• _EXTRACTED ENTRIES_:
========================================================================

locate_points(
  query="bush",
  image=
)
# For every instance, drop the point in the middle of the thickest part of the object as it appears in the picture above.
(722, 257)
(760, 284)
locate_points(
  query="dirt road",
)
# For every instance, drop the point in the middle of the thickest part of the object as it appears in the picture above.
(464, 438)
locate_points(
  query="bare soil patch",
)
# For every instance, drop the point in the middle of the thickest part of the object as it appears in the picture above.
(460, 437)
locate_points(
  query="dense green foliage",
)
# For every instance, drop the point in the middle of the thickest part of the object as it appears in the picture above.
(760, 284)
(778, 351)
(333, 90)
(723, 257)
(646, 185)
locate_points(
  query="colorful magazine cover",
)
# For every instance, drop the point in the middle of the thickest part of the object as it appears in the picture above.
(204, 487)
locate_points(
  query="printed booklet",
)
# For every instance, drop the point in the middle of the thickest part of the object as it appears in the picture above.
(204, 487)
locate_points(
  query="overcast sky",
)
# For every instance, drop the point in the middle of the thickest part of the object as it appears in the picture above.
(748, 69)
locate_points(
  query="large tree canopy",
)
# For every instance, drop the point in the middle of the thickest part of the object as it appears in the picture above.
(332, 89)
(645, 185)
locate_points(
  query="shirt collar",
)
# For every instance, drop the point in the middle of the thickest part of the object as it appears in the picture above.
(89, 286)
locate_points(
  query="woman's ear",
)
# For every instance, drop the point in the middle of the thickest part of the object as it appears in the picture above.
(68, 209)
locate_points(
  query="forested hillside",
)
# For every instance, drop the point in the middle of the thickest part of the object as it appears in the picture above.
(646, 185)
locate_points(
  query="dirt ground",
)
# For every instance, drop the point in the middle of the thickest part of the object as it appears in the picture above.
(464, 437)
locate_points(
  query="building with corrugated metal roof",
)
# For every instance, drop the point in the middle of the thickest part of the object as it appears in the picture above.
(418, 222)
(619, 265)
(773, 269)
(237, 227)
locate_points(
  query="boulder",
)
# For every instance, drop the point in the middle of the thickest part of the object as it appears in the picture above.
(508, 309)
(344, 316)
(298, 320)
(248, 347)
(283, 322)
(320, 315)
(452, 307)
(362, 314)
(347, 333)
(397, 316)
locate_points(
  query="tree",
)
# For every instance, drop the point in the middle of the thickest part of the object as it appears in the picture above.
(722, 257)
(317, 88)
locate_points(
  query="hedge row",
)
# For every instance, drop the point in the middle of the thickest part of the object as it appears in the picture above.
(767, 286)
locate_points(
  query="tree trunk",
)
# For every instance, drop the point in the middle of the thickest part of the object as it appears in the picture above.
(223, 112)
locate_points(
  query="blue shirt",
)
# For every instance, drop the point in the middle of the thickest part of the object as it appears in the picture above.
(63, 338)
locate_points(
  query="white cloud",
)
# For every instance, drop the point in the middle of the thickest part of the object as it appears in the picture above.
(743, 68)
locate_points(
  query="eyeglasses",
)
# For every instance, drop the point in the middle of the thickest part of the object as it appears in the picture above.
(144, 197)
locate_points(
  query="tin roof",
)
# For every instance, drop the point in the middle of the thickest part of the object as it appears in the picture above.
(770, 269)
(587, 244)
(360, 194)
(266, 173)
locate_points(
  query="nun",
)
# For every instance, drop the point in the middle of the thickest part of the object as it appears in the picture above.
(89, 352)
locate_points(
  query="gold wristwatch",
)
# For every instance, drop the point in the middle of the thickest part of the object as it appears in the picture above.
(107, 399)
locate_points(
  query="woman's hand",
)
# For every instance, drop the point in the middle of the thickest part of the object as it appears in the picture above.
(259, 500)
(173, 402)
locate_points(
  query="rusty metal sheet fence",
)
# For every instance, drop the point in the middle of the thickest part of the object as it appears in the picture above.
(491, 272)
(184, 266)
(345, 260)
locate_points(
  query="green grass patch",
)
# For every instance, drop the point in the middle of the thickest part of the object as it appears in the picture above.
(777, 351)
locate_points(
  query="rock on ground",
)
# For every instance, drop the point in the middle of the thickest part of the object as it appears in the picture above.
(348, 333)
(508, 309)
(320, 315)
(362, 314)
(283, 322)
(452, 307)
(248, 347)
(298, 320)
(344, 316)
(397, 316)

========================================================================

• _PROBLEM DESCRIPTION_:
Restate each entry exactly, skipping none.

• _OUTPUT FOR THIS TASK_:
locate_points(
  query="bush",
  image=
)
# For every instance, drop the point in the middle of the thickest part of the object as it appears in the picture above.
(722, 257)
(760, 284)
locate_points(
  query="dirt road",
)
# For every instance, drop the point in the middle of the thickest part of the object as it appears in the picture above.
(464, 438)
locate_points(
  query="bare soil patch",
)
# For every instance, drop the point in the middle of the thickest part of the object as it appears in the picture above.
(460, 437)
locate_points(
  query="dense green foliage",
)
# For every instance, drop the point in the middle of the thickest part of the object as it appears in the picture above.
(760, 284)
(778, 351)
(333, 90)
(723, 257)
(646, 185)
locate_points(
  query="colorful magazine cover",
)
# For every instance, drop the point in the middle of the thickest part of the object as it appears in the picture above.
(204, 487)
locate_points(
  query="printed booklet",
)
# For every instance, drop the point in the middle of the thickest part of the object as it appears in the picture above.
(204, 487)
locate_points(
  query="overcast sky",
)
# For every instance, drop the point in the middle of the thickest part of the object as it appears in the picture above.
(748, 69)
locate_points(
  query="large tree canopy",
)
# For every instance, drop the point in the middle of the thickest part of the object as it appears in the picture above.
(332, 89)
(645, 185)
locate_points(
  query="shirt collar",
)
# For every instance, drop the point in the middle of the thickest part of the object as it appears in the picture above.
(89, 286)
locate_points(
  query="woman's ear",
)
# For every instance, drop the point in the middle of the thickest part of the object as it appears in the picture above.
(68, 209)
locate_points(
  query="forested hillside",
)
# For every instance, drop the point in the middle of the thickest part of the object as it appears in the picture above.
(646, 185)
locate_points(
  query="dirt ground",
)
# For every instance, drop the point in the middle of the thickest part of the object as it appears in the picture above.
(464, 437)
locate_points(
  query="building with corrugated metal roof",
)
# For every instance, drop the point in the middle of the thickest part of the object as it appears in the picture above.
(418, 222)
(619, 265)
(773, 269)
(237, 227)
locate_points(
  query="boulder",
)
# For every instance, drop the point in the middle of the thickest part of the object as it appears in the picture above.
(508, 309)
(344, 316)
(298, 320)
(248, 347)
(283, 322)
(320, 315)
(452, 307)
(362, 314)
(347, 333)
(397, 316)
locate_points(
  query="tree",
)
# For every instance, drop the point in the middle of the thickest part of the object as it appears in the picture above.
(722, 257)
(317, 88)
locate_points(
  query="hedge row",
)
# For every instance, drop the point in the middle of the thickest part of the object as it appears in the picture above.
(767, 286)
locate_points(
  query="tree trunk",
)
# For every instance, drop the point in the middle of the thickest part of the object as it appears in the picture above.
(223, 112)
locate_points(
  query="blue shirt",
)
# For every instance, drop the point in the middle of the thickest part of the object as it appears in the picture above.
(63, 338)
locate_points(
  query="white cloud",
)
# For every instance, drop the point in the middle of the thickest part of the object as it appears in the picture above.
(743, 68)
locate_points(
  query="eyeglasses",
)
# For every instance, drop the point in the middle of the thickest part of the object as it appears in the picture above.
(144, 197)
locate_points(
  query="tin roof",
)
# For every instance, drop the point in the middle of the thickest part of the object as it appears in the picture above.
(770, 269)
(587, 244)
(360, 194)
(266, 173)
locate_points(
  query="nun",
)
# For every instance, drop the point in the middle of the thickest part of the object as it appears in the picture above.
(89, 352)
locate_points(
  query="gold wristwatch",
)
# For every instance, drop the point in the middle of the thickest part of the object as it appears in the picture above.
(107, 399)
locate_points(
  query="woman's hand",
)
# For every instance, drop the point in the middle of the thickest part of the object as it appears in the picture above.
(259, 500)
(173, 402)
locate_points(
  query="rusty metal sheet fence",
)
# For every instance, drop the point in the middle of the thickest part of the object as it appears in the picture above.
(491, 272)
(184, 266)
(345, 260)
locate_points(
  query="green grass patch",
)
# For every instance, drop the point in the middle of the thickest part of the object as it appears in the picture above.
(777, 351)
locate_points(
  query="rock on ground",
)
# For every instance, drop the point in the middle of the thickest part of the object as it appears in the picture above.
(348, 333)
(508, 309)
(320, 315)
(362, 314)
(283, 322)
(452, 307)
(248, 347)
(298, 320)
(344, 316)
(397, 316)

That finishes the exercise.